** THE RECORDS follows **
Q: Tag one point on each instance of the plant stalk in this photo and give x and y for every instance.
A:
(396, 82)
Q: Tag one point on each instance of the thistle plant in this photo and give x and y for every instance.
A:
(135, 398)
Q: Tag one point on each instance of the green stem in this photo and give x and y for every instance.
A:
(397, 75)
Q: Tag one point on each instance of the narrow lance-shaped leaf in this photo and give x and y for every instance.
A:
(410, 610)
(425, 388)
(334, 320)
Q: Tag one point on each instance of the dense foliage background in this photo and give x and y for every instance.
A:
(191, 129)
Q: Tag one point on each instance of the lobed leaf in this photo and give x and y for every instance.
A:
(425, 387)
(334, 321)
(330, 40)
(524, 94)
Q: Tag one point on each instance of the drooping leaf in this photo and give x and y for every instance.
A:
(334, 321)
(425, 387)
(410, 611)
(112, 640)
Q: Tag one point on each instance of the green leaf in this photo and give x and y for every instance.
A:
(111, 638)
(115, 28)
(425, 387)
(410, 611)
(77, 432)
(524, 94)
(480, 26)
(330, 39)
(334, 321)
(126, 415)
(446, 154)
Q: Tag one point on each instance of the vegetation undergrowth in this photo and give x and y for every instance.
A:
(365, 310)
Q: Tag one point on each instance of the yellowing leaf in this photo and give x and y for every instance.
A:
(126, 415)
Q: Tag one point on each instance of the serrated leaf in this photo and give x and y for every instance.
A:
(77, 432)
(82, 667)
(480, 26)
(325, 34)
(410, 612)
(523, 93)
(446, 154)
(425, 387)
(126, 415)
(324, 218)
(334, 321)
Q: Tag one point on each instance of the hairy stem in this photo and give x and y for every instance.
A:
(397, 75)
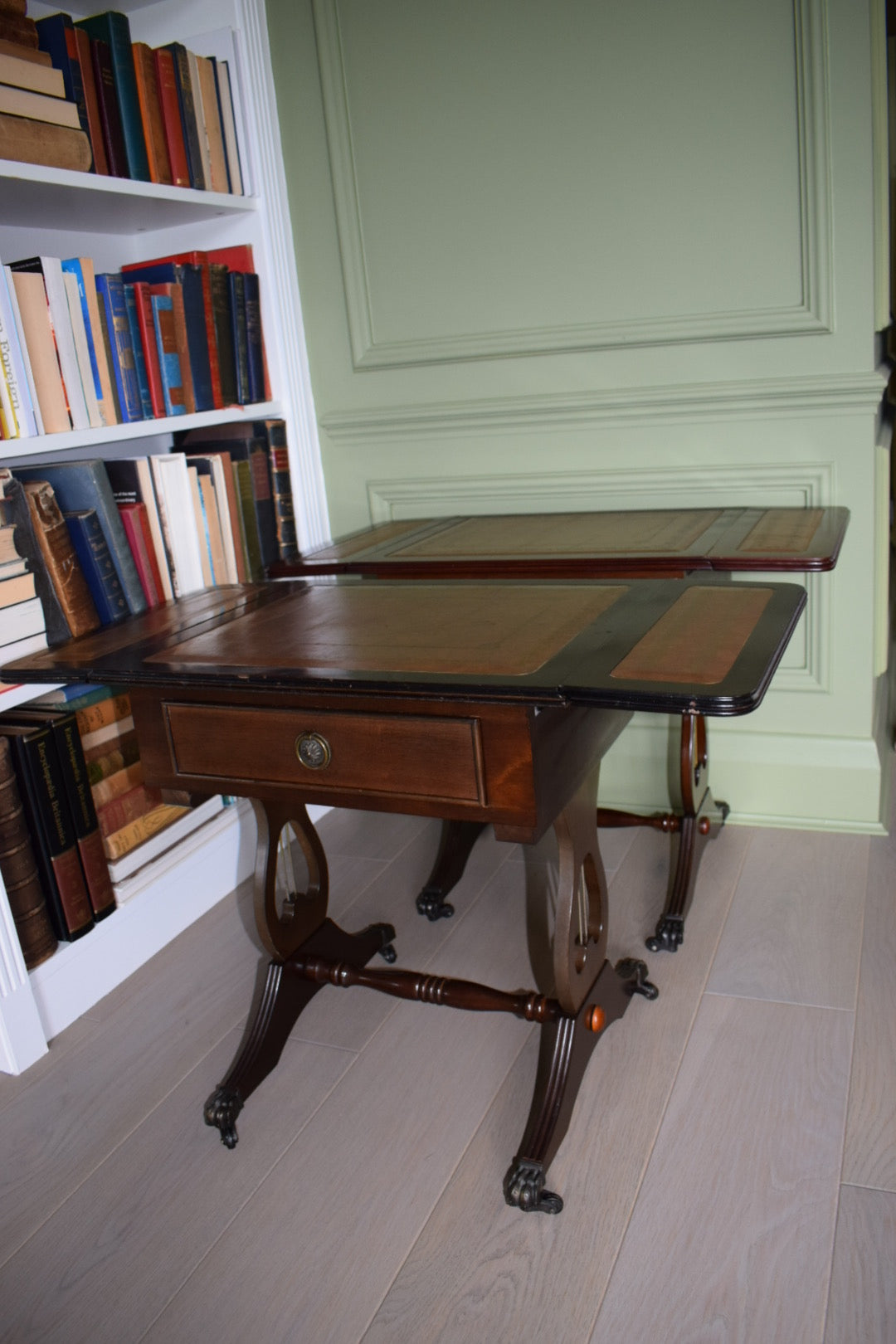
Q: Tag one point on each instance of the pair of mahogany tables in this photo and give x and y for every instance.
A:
(473, 670)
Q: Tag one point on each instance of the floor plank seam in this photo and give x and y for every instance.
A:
(109, 1152)
(448, 1181)
(664, 1109)
(250, 1196)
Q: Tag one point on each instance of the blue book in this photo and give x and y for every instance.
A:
(80, 485)
(173, 378)
(73, 266)
(191, 281)
(114, 28)
(56, 37)
(112, 296)
(97, 565)
(140, 360)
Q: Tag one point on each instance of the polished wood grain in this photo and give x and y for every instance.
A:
(863, 1283)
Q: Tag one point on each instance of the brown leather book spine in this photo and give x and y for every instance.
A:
(151, 113)
(183, 347)
(91, 102)
(28, 141)
(171, 117)
(17, 27)
(61, 559)
(19, 871)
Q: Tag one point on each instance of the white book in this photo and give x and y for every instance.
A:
(82, 348)
(14, 362)
(160, 843)
(178, 520)
(58, 303)
(229, 127)
(10, 420)
(22, 648)
(148, 499)
(23, 350)
(21, 620)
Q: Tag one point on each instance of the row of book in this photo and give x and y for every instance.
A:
(75, 816)
(160, 338)
(80, 95)
(89, 543)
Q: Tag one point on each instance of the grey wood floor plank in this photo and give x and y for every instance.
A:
(368, 835)
(108, 1261)
(61, 1127)
(869, 1152)
(794, 930)
(371, 1163)
(863, 1287)
(484, 1272)
(733, 1233)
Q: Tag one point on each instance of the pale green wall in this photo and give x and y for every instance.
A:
(586, 254)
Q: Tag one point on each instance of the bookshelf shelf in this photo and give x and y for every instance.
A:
(117, 221)
(134, 433)
(108, 205)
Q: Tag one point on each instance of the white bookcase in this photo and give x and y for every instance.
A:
(116, 221)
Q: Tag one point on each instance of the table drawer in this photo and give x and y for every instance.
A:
(377, 753)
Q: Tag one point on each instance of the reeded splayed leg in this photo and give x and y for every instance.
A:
(592, 992)
(297, 921)
(700, 819)
(455, 843)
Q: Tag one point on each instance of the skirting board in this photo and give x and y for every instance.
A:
(768, 780)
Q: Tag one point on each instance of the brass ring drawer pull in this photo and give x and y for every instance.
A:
(314, 750)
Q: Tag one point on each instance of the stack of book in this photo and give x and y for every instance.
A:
(39, 117)
(158, 339)
(164, 116)
(75, 816)
(89, 543)
(23, 626)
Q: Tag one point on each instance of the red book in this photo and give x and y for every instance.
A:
(149, 347)
(136, 524)
(193, 258)
(171, 121)
(95, 119)
(113, 134)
** End of THE RECORDS **
Quote verbatim the line containing "Q: Tag one point on each instance of the stack" and every line after it through the end of the records above.

TASK SOLUTION:
Q: Tag one point on each instance of the stack of book in this photo and give x and y for every instance.
A:
(39, 117)
(158, 339)
(164, 116)
(75, 816)
(89, 543)
(23, 626)
Q: Tag one point on each instance of the red book in this photo and give x and y for every instance.
A:
(149, 347)
(136, 524)
(193, 258)
(171, 121)
(95, 119)
(113, 134)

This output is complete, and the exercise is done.